--- start of Dataset entries ---

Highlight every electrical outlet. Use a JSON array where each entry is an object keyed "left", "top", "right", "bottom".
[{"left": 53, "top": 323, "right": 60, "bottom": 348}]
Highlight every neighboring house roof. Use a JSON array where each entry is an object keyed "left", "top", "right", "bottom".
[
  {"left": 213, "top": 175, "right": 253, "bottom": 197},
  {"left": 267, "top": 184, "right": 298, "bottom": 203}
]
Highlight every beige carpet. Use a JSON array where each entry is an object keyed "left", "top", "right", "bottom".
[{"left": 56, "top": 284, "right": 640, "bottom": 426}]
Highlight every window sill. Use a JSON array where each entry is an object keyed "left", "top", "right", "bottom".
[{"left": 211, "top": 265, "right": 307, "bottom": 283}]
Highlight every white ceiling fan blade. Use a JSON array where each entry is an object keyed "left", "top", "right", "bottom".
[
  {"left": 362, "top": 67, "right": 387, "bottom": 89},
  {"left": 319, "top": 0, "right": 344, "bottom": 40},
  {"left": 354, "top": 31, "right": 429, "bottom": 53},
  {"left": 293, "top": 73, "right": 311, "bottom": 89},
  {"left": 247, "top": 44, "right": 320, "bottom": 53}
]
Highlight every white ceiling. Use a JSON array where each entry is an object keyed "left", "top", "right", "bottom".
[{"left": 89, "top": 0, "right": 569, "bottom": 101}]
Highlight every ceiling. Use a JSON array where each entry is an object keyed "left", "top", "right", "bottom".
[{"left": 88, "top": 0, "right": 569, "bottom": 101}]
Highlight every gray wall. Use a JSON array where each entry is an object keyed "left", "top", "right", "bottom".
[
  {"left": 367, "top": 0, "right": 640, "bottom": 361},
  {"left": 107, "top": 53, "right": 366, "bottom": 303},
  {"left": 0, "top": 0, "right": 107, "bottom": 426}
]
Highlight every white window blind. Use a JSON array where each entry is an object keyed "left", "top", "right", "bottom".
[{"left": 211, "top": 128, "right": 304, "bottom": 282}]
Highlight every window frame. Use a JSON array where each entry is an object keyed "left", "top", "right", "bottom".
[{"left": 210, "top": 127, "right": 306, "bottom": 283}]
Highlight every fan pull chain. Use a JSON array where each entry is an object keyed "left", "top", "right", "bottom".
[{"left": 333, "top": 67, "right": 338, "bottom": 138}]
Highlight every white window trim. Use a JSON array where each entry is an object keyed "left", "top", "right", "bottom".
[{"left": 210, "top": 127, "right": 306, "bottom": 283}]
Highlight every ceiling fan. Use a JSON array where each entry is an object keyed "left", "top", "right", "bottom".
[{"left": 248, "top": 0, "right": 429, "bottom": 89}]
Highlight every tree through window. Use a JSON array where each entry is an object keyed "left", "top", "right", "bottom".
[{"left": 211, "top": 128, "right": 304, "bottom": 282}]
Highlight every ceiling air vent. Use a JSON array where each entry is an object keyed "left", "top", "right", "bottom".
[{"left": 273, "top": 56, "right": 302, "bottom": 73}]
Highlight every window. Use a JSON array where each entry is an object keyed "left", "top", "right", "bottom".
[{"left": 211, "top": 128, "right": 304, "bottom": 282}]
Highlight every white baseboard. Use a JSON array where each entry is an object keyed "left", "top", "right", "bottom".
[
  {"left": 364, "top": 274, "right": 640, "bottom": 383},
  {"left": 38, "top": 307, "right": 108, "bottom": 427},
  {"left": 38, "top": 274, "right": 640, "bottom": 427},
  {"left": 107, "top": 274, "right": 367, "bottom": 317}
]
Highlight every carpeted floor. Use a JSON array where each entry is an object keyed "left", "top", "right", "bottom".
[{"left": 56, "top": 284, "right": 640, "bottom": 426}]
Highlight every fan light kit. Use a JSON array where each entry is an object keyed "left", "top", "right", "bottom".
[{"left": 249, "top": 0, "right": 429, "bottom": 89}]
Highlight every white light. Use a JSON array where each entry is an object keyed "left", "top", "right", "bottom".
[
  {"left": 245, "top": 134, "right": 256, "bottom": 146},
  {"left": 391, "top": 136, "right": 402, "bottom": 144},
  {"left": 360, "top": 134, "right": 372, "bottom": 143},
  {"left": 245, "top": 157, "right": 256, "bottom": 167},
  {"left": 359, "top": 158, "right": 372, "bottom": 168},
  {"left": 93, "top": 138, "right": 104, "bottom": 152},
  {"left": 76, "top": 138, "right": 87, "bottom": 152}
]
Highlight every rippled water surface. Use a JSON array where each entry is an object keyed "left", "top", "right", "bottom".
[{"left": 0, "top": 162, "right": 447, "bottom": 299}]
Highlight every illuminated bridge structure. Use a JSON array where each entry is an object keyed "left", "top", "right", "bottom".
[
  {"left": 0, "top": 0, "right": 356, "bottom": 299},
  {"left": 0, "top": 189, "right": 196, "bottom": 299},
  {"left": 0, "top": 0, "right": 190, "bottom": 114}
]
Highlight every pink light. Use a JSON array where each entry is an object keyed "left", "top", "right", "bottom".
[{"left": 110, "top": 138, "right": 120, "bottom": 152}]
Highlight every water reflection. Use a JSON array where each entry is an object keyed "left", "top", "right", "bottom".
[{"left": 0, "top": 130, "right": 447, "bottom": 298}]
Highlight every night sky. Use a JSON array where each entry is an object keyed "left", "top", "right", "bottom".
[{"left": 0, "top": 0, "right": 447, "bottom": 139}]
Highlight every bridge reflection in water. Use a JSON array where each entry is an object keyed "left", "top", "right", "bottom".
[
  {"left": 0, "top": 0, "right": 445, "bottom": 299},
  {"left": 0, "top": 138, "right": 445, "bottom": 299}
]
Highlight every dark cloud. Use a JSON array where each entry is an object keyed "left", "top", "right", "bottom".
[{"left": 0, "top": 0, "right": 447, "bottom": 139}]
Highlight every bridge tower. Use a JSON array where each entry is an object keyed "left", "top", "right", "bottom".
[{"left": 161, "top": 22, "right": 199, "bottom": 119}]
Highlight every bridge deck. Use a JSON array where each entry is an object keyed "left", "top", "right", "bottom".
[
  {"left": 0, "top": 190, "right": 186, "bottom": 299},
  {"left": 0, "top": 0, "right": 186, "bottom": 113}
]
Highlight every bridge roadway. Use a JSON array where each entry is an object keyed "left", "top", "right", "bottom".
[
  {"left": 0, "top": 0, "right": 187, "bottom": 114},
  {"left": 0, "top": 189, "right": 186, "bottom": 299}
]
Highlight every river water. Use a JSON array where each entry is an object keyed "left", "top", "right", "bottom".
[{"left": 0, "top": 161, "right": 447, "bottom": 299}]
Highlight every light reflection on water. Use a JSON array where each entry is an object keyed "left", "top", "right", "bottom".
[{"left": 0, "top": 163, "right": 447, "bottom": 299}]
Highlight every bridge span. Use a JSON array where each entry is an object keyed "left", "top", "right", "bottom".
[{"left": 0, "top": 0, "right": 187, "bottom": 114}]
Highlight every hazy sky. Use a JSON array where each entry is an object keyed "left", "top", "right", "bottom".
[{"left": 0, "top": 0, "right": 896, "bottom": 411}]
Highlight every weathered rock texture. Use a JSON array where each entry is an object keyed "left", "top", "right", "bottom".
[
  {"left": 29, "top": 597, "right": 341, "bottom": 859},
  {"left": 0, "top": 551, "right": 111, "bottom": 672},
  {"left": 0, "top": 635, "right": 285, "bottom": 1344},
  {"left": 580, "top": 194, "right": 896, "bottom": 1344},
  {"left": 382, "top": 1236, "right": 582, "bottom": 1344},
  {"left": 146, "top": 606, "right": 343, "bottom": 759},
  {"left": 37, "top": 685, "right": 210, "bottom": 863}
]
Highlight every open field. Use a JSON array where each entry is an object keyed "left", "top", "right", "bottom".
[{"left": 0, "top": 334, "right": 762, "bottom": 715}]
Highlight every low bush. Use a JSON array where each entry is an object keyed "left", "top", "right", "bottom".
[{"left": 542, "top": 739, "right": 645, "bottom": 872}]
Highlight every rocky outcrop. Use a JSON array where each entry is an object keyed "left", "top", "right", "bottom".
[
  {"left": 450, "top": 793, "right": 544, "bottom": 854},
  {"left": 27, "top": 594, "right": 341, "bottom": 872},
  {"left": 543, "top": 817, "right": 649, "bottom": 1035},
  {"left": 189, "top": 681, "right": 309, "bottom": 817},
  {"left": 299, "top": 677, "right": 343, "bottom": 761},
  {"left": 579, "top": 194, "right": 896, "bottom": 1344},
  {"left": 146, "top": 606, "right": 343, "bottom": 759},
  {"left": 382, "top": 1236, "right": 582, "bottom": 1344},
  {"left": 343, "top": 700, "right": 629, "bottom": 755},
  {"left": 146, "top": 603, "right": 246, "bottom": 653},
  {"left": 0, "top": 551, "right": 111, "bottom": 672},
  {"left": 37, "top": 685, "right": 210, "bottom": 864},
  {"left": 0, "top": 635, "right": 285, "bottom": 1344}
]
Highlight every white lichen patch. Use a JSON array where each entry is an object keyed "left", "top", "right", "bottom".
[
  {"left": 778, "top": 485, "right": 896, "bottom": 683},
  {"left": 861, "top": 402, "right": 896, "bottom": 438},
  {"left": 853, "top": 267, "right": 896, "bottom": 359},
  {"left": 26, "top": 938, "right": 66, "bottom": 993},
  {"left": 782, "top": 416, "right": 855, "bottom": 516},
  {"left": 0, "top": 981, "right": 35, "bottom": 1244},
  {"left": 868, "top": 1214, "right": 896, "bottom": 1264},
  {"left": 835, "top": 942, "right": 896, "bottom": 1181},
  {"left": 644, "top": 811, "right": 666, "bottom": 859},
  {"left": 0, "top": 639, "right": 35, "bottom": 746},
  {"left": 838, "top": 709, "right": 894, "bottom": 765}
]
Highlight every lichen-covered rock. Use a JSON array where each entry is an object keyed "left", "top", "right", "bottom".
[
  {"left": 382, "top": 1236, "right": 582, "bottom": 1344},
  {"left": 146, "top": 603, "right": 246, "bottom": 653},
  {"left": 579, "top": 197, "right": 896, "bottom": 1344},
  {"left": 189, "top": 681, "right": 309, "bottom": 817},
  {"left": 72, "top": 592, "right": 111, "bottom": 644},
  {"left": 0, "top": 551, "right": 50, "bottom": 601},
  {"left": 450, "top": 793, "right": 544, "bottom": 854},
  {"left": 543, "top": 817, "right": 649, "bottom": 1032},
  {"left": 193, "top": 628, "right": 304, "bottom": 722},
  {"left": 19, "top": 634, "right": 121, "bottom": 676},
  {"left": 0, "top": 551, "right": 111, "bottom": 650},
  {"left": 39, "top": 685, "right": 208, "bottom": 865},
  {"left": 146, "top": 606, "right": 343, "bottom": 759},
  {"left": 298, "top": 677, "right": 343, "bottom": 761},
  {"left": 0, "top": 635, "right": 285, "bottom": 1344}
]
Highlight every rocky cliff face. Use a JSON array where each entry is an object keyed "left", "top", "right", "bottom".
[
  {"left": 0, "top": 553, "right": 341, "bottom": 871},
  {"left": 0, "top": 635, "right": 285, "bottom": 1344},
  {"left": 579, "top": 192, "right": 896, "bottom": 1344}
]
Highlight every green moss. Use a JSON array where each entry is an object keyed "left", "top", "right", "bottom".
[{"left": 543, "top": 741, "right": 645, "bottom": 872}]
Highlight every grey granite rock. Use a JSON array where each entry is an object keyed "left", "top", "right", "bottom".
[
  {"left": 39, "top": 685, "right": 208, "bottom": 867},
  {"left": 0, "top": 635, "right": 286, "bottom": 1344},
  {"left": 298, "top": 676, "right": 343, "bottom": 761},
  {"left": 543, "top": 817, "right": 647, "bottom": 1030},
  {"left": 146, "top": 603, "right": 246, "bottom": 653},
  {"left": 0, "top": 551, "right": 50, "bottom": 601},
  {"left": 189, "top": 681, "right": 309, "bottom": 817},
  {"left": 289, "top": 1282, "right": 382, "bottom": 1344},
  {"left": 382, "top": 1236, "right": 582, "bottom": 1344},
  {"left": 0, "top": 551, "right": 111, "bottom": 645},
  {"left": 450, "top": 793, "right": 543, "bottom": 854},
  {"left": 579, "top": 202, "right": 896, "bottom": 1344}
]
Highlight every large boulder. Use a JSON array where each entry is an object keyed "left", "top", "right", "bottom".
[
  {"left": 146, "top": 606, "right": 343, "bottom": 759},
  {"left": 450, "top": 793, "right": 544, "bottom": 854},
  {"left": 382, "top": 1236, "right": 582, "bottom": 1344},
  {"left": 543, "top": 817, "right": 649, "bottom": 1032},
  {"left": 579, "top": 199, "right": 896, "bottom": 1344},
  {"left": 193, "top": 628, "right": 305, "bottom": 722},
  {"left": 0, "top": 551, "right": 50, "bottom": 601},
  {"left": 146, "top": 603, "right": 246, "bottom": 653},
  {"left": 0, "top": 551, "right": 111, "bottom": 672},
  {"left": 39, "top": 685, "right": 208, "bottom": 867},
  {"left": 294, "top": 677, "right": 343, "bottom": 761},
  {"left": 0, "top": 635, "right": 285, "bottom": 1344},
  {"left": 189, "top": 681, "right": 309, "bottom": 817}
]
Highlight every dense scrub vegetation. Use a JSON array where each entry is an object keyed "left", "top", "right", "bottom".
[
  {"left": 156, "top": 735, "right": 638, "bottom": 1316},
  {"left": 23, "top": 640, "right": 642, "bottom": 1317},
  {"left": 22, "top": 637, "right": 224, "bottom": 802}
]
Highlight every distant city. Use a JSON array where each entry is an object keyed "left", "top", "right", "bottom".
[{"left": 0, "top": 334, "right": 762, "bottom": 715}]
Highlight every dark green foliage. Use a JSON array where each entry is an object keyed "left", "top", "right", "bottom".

--- end of Dataset entries ---

Beginning at the line where "Highlight every dense" appears, extract each line through the end of the data above; keep them exact and include nothing else.

Exercise result
Highlight every dense scrub vegetation. Use a JSON array where each entry is an object keyed "left", "top", "right", "bottom".
[
  {"left": 156, "top": 735, "right": 638, "bottom": 1316},
  {"left": 23, "top": 640, "right": 642, "bottom": 1317},
  {"left": 22, "top": 637, "right": 224, "bottom": 802}
]
Highlight every distant city. Use a JSON array where each entry is an object keyed "left", "top", "right", "bottom".
[{"left": 0, "top": 334, "right": 762, "bottom": 715}]
Highlight every dark green foliage. Use a JSON array where each entry is an object keyed "left", "top", "right", "bottom".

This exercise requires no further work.